Store#

Class#

template<class T, unsigned int BlockSizeX, unsigned int ItemsPerThread, block_store_method Method = block_store_method::block_store_direct, unsigned int BlockSizeY = 1, unsigned int BlockSizeZ = 1>
class block_store#

The block_store class is a block level parallel primitive which provides methods for storing an arrangement of items into a blocked/striped arrangement on continous memory.

Overview

Example:

In the examples store operation is performed on block of 128 threads, using type int and 8 items per thread.

__global__ void kernel(int * output)
{
    const int offset = blockIdx.x * 128 * 8;
    int items[8];
    rocprim::block_store<int, 128, 8, store_method> blockstore;
    blockstore.store(output + offset, items);
    ...
}

Template Parameters:
  • T – - the output/output type.

  • BlockSize – - the number of threads in a block.

  • ItemsPerThread – - the number of items to be processed by each thread.

  • Method – - the method to store data.

Public Types

using storage_type = storage_type_#

Struct used to allocate a temporary memory that is required for thread communication during operations provided by related parallel primitive.

Depending on the implemention the operations exposed by parallel primitive may require a temporary storage for thread communication. The storage should be allocated using keywords . It can be aliased to an externally allocated memory, or be a part of a union with other storage types to increase shared memory reusability.

Public Functions

template<class OutputIterator>
__device__ inline void store(OutputIterator block_output, T (&items)[ItemsPerThread])#

Stores an arrangement of items from across the thread block into an arrangement on continuous memory.

Overview

  • The type T must be such that an object of type InputIterator can be dereferenced and then implicitly converted to T.

Template Parameters:

OutputIterator – - [inferred] an iterator type for output (can be a simple pointer.

Parameters:
  • block_output[out] - the output iterator from the thread block to store to.

  • items[in] - array that data is read from.

template<class OutputIterator>
__device__ inline void store(OutputIterator block_output, T (&items)[ItemsPerThread], unsigned int valid)#

Stores an arrangement of items from across the thread block into an arrangement on continuous memory, which is guarded by range valid.

Overview

  • The type T must be such that an object of type InputIterator can be dereferenced and then implicitly converted to T.

Template Parameters:

OutputIterator – - [inferred] an iterator type for output (can be a simple pointer.

Parameters:
  • block_output[out] - the output iterator from the thread block to store to.

  • items[in] - array that data is read from.

  • valid[in] - maximum range of valid numbers to read.

template<class OutputIterator>
__device__ inline void store(OutputIterator block_output, T (&items)[ItemsPerThread], storage_type &storage)#

Stores an arrangement of items from across the thread block into an arrangement on continuous memory, using temporary storage.

Overview

  • The type T must be such that an object of type InputIterator can be dereferenced and then implicitly converted to T.

Storage reusage

Synchronization barrier should be placed before storage is reused or repurposed: __syncthreads() or rocprim::syncthreads().

Example.
__global__ void kernel(...)
{
    int items[8];
    using block_store_int = rocprim::block_store<int, 128, 8>;
    block_store_int bstore;
    __shared__ typename block_store_int::storage_type storage;
    bstore.store(..., items, storage);
    ...

→ DATASET CONTENT:
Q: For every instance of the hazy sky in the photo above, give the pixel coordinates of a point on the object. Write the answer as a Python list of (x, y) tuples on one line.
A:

→ STATED GOAL 1: In the block_store documentation, what should be placed before storage is reused or repurposed?
→ STATED GOAL 2: List every parameter name under the first "Template Parameters:" heading of the block_store documentation.
→ STATED GOAL 3: Carry on the block_store documentation from the point where it stops.

→ ANSWER 1: A synchronization barrier: __syncthreads() or rocprim::syncthreads().

→ ANSWER 2: T, BlockSize, ItemsPerThread, Method

→ ANSWER 3:
}

Template Parameters:

OutputIterator – - [inferred] an iterator type for output (can be a simple pointer.

Parameters:
  • block_output[out] - the output iterator from the thread block to store to.

  • items[in] - array that data is read from.

  • storage[in] - temporary storage for outputs.

template<class OutputIterator>
__device__ inline void store(OutputIterator block_output, T (&items)[ItemsPerThread], unsigned int valid, storage_type &storage)#

Stores an arrangement of items from across the thread block into an arrangement on continuous memory, which is guarded by range valid, using temporary storage.

Overview

  • The type T must be such that an object of type InputIterator can be dereferenced and then implicitly converted to T.

Storage reusage

Synchronization barrier should be placed before storage is reused or repurposed: __syncthreads() or rocprim::syncthreads().

Example.
__global__ void kernel(...)
{
    int items[8];
    using block_store_int = rocprim::block_store<int, 128, 8>;
    block_store_int bstore;
    __shared__ typename block_store_int::storage_type storage;
    bstore.store(..., items, valid, storage);
    ...
}

Template Parameters:

OutputIterator – - [inferred] an iterator type for output (can be a simple pointer.

Parameters:
  • block_output[out] - the output iterator from the thread block to store to.

  • items[in] - array that data is read from.

  • valid[in] - maximum range of valid numbers to read.

  • storage[in] - temporary storage for outputs.

Algorithms#

enum class rocprim::block_store_method#

block_store_method enumerates the methods available to store a striped arrangement of items into a blocked/striped arrangement on continuous memory

Values:

enumerator block_store_direct#

A blocked arrangement of items is stored into a blocked arrangement on continuous memory.

Performance Notes:

  • Performance decreases with increasing number of items per thread (stride between reads), because of reduced memory coalescing.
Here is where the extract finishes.